# THE TASK
Word for word, set down the entries that follow.

# SUPPLIED MATERIAL
○ ○ ○ ○
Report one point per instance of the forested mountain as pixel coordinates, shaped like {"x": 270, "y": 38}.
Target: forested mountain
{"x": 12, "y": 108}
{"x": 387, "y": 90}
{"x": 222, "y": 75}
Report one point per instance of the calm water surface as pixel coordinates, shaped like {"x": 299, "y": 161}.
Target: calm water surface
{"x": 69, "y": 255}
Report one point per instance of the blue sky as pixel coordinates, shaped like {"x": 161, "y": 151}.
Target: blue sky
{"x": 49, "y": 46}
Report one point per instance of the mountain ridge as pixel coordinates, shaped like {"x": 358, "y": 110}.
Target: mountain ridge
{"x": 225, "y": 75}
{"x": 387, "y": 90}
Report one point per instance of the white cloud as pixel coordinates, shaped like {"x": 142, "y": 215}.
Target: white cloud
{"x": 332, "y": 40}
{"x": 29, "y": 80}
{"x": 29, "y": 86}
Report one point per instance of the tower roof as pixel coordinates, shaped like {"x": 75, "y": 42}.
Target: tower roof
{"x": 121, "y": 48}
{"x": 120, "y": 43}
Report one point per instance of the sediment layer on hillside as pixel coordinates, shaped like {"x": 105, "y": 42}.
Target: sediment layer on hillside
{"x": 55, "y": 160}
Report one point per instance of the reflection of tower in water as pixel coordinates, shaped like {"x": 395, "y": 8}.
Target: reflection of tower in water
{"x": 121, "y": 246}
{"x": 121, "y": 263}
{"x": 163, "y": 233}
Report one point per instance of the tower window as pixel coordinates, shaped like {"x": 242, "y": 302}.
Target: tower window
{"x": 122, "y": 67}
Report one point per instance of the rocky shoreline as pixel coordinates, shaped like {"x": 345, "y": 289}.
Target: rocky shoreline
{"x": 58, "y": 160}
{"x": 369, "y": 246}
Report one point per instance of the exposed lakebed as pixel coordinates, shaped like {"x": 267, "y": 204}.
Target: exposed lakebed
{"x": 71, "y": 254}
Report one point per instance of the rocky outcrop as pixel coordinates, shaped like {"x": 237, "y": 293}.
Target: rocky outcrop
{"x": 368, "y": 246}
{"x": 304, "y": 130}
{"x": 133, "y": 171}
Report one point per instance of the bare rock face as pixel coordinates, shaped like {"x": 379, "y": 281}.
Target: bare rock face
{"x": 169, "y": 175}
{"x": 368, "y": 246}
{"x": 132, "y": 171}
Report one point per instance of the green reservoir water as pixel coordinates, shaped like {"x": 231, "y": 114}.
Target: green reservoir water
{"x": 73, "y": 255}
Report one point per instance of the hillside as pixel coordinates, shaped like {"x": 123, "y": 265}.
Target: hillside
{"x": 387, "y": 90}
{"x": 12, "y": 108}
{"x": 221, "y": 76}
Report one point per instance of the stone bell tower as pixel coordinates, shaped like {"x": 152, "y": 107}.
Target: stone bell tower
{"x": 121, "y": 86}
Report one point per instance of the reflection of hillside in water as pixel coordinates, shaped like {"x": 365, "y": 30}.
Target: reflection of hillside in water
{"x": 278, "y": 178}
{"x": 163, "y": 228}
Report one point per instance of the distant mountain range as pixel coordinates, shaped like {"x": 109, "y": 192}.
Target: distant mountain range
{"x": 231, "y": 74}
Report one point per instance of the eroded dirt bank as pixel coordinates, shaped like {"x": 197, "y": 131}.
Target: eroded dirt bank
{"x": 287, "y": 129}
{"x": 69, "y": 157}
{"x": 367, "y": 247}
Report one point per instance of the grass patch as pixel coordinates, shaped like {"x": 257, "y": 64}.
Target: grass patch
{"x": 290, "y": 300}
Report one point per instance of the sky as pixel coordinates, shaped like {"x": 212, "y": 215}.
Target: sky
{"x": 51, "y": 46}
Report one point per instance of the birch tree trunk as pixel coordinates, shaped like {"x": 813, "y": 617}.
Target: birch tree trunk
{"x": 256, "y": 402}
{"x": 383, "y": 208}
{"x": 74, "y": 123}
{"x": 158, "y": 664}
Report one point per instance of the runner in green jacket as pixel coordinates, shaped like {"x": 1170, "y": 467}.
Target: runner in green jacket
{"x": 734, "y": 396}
○ ○ ○ ○
# ANSWER BELOW
Report one point per instance of the forested mountain as pixel coordinates, shaped like {"x": 270, "y": 38}.
Target: forested mountain
{"x": 12, "y": 108}
{"x": 387, "y": 90}
{"x": 222, "y": 75}
Report one point per instance of the calm water surface as pixel coordinates, shaped like {"x": 299, "y": 161}.
Target: calm water surface
{"x": 69, "y": 255}
Report one point per instance of the blue sky as pixel coordinates, shaped like {"x": 161, "y": 151}.
Target: blue sky
{"x": 49, "y": 46}
Report one point per instance of the mountain ridge as pixel coordinates, shaped like {"x": 358, "y": 110}.
Target: mountain ridge
{"x": 225, "y": 75}
{"x": 387, "y": 90}
Report one point per instance of the white cloud as pixel coordinates, shaped like {"x": 142, "y": 215}.
Target: white cloud
{"x": 332, "y": 40}
{"x": 29, "y": 80}
{"x": 29, "y": 86}
Report one point per instance of the tower roof as pixel coordinates, shaped like {"x": 75, "y": 42}.
Target: tower roof
{"x": 121, "y": 48}
{"x": 120, "y": 43}
Report one point per instance of the sediment layer on hillside as pixel coordinates, shaped like {"x": 105, "y": 42}.
Target: sediment layer on hillside
{"x": 55, "y": 160}
Report one point per instance of the reflection of tower in water as pixel coordinates, shaped like {"x": 395, "y": 8}.
Target: reflection of tower in water
{"x": 121, "y": 246}
{"x": 121, "y": 263}
{"x": 163, "y": 233}
Report one point per instance of the tower window as pixel coordinates, shaped like {"x": 242, "y": 302}.
Target: tower window
{"x": 122, "y": 67}
Report one point per instance of the rocky shoreline as pixel coordinates, shaped like {"x": 345, "y": 289}.
Target: rocky shoreline
{"x": 58, "y": 160}
{"x": 369, "y": 246}
Report one point per instance of the exposed lakebed as pixel coordinates, shaped like {"x": 267, "y": 204}.
Target: exposed lakebed
{"x": 71, "y": 254}
Report one point per instance of the rocky outcrop as pixel coordinates, shaped like {"x": 237, "y": 293}.
Target: rocky outcrop
{"x": 368, "y": 246}
{"x": 304, "y": 130}
{"x": 133, "y": 171}
Report one point per instance of the bare rock face as pixel coordinates, shaped like {"x": 379, "y": 281}.
Target: bare rock face
{"x": 169, "y": 175}
{"x": 368, "y": 246}
{"x": 132, "y": 171}
Report one point per instance of the green reservoir water as pixel coordinates, shaped like {"x": 231, "y": 114}.
Target: green reservoir water
{"x": 73, "y": 255}
Report one point per instance of the hillside as pixel coordinates, shaped like {"x": 123, "y": 265}.
Target: hillside
{"x": 387, "y": 90}
{"x": 12, "y": 108}
{"x": 221, "y": 76}
Report one point per instance of the stone bell tower as pixel coordinates, shaped like {"x": 152, "y": 107}.
Target: stone bell tower
{"x": 121, "y": 86}
Report one point per instance of the reflection of hillside in water as pixel coordinates, shaped like {"x": 365, "y": 30}.
Target: reflection of hillside in water
{"x": 278, "y": 178}
{"x": 163, "y": 228}
Report one point per instance of the distant mountain range as pixel coordinates, shaped like {"x": 109, "y": 192}.
Target: distant mountain range
{"x": 231, "y": 74}
Report one point per instance of the eroded dirt bank as pixel coordinates, shaped like {"x": 197, "y": 131}.
Target: eroded dirt bank
{"x": 287, "y": 129}
{"x": 69, "y": 157}
{"x": 367, "y": 247}
Report one point per instance of the grass patch as pixel coordinates, shaped like {"x": 257, "y": 64}.
Target: grass patch
{"x": 290, "y": 300}
Report one point per instance of the sky as pixel coordinates, shaped like {"x": 212, "y": 215}.
Target: sky
{"x": 51, "y": 46}
Report one point per instance of the birch tree trunk as pixel coordinates, shaped like {"x": 813, "y": 617}.
Target: birch tree trunk
{"x": 256, "y": 402}
{"x": 383, "y": 208}
{"x": 74, "y": 123}
{"x": 158, "y": 664}
Report one point per instance of the runner in green jacket as pixel coordinates, shaped like {"x": 1170, "y": 467}.
Target: runner in green jacket
{"x": 734, "y": 396}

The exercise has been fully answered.